··· Texte source ···

Dans cette histoire, un thème important émerge : il s'agit ici de la relation entre les intellectuels et le pouvoir, de la défense de la liberté de parole et en même temps de l'inadéquation d'une loi sur la diffamation qui, selon la Cour constitutionnelle (Corte costituzionale) (2021), doit être réformée dans la partie qui prévoit l'emprisonnement obligatoire, car elle viole l'article 10 de la Convention européenne des droits de l'homme.
En effet, les infractions de diffamation qui prévoient des sanctions excessives, même en termes d’amendes pécuniaires, pourraient restreindre la liberté d'expression et décourager le recours à la libre critique intellectuelle.
Le contexte est celui de la dénonciation par l'écrivain du comportement de l'État italien à l'égard des migrants : une politique (appelée de façon emblématique la politique des ports fermés - dei porti chiusi) visant à criminaliser les migrants et les ONG (souvent appelés « taxis de la mer », « croiseurs », expression utilisée pour la première fois par le mouvement Cinq étoiles). Salvini et Meloni ont été traités de « bâtards » (bastardi) par Saviano lors d'une émission de télévision, Piazzapulita, diffusée en 2020. Ce dernier s’indigne et accuse les politiciens de cacher sous des mots très graves « le désespoir » de ceux qui émigrent.

···

Consignes:
**A)** Recopiez le texte sur Saviano et la diffamation, de « Dans cette histoire, un » jusqu'à « droits de l'homme. » inclus.
**B)** Reprenez le texte sur Saviano et la diffamation là où il s'arrête, en le prolongeant.
Les lignes qui suivent ne sont pas utiles ici.

··· Extrait des données ···

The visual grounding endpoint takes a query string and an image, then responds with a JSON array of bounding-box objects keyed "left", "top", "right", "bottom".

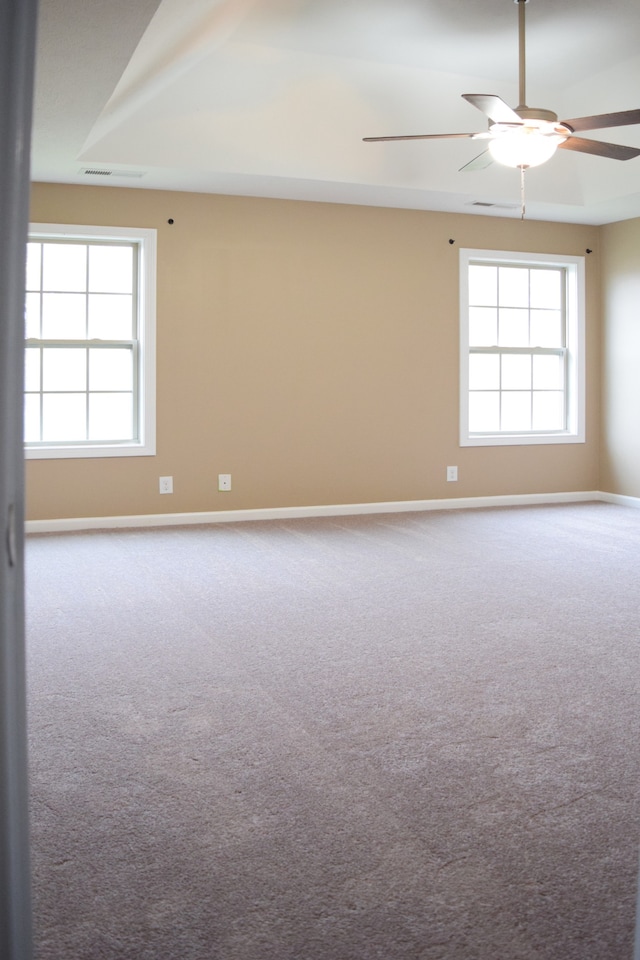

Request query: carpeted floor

···

Réponses par consigne:
**A)**
Dans cette histoire, un thème important émerge : il s'agit ici de la relation entre les intellectuels et le pouvoir, de la défense de la liberté de parole et en même temps de l'inadéquation d'une loi sur la diffamation qui, selon la Cour constitutionnelle (Corte costituzionale) (2021), doit être réformée dans la partie qui prévoit l'emprisonnement obligatoire, car elle viole l'article 10 de la Convention européenne des droits de l'homme.

**B)**
En 2020, Matteo Salvini, alors ministre de l'intérieur, avait publié un décret prévoyant la confiscation des navires et une amende, afin de décourager les activités des ONG. Giorgia Meloni, des bancs de l'opposition, était allée jusqu'à demander la confiscation du navire Sea Watch et son naufrage.
En effet, la propagande politique de l'extrême droite se concentre également sur des idées telles que la « sostituzione etnica » (qui reprend la théorie xénophobe du Grand remplacement) et, dans ce mois de novembre 2022, cette ligne politique a été reprise par le gouvernement de Giorgia Meloni, qui a utilisé le sauvetage de migrants effectué par quatre navires (Humanity1, Geo Barents, Ocean Viking, Rise Above) comme prétexte pour parler d'une situation « d’urgence ».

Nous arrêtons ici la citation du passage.